(Point labeling items)
+++
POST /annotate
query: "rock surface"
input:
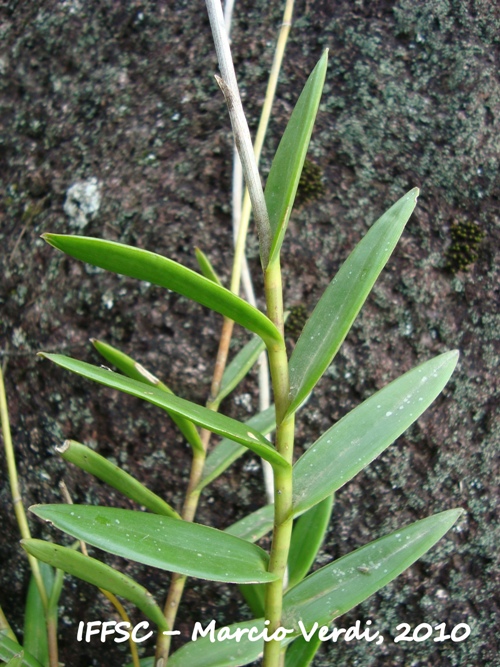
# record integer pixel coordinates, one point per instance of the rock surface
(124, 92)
+++
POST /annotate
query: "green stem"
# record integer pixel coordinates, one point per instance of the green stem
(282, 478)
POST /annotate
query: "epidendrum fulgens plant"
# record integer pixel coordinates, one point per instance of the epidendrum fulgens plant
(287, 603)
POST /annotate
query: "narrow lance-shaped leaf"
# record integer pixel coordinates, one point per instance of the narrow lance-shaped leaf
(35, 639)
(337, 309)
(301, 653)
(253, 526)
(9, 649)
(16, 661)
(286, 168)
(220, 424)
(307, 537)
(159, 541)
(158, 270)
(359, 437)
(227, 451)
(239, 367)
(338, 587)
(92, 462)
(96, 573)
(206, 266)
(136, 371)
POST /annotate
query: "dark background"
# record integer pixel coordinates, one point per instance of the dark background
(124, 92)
+++
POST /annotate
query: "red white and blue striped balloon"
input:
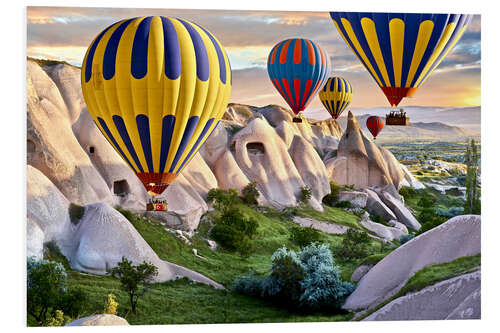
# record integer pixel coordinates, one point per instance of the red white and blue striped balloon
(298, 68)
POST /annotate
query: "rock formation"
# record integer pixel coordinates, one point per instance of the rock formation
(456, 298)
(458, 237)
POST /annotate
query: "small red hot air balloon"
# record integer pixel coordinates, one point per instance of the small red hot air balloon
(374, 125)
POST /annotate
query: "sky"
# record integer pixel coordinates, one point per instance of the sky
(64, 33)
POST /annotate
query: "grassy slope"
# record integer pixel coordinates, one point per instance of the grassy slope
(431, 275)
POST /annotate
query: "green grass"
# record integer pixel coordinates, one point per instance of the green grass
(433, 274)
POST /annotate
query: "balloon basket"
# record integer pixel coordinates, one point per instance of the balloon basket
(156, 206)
+++
## Aim of the task:
Pull out every line of the items above that contains the word "plant", matching case exactly.

## Response:
query: "epidendrum fulgens plant"
# record integer pixel coordinates, one point per instance of the epidendrum fulgens plant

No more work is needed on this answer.